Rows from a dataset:
· · · · ·
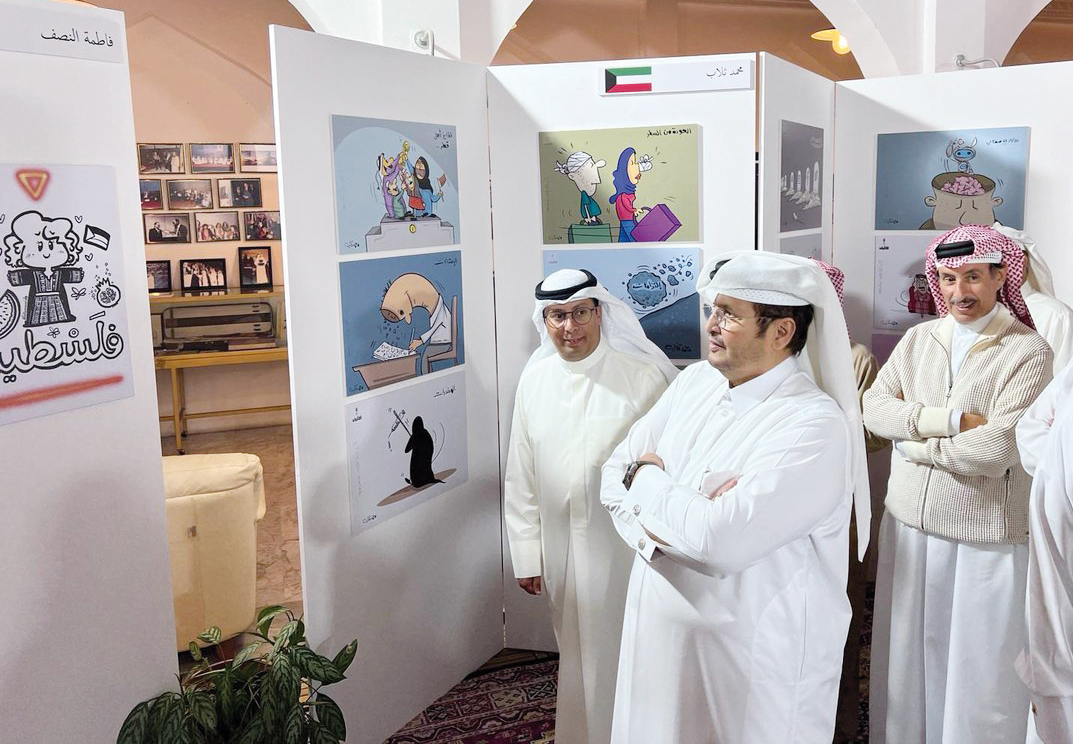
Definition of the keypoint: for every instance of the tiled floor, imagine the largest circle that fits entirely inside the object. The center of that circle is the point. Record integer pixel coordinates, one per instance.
(279, 577)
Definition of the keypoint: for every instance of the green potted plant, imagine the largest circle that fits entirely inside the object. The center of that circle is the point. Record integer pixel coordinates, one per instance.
(269, 693)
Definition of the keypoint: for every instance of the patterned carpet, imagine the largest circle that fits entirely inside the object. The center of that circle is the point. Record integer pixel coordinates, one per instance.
(510, 700)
· · · · ·
■ **Your objective**
Leaving all pictures aside, quote each record exactly.

■ **Solution**
Definition of the keypoint: for every instance of the tiled floor, imagine the largest circle that fits entirely inside the object. The center of that circle is the point. Record integer pixel coordinates, one per instance.
(279, 577)
Definition of the keypoint: for every instance of the green potted plant, imagine the largest circle that fits entirely inside the object. The center of that circle is the point. Record integer pixel coordinates, one per instance.
(269, 693)
Definition of the keypoint: for every instance of the patterned carpet, imagine the largest circle that fits entirely inside the object. The center of that circle is the point. Record integer pixel coordinates, one per instance.
(510, 700)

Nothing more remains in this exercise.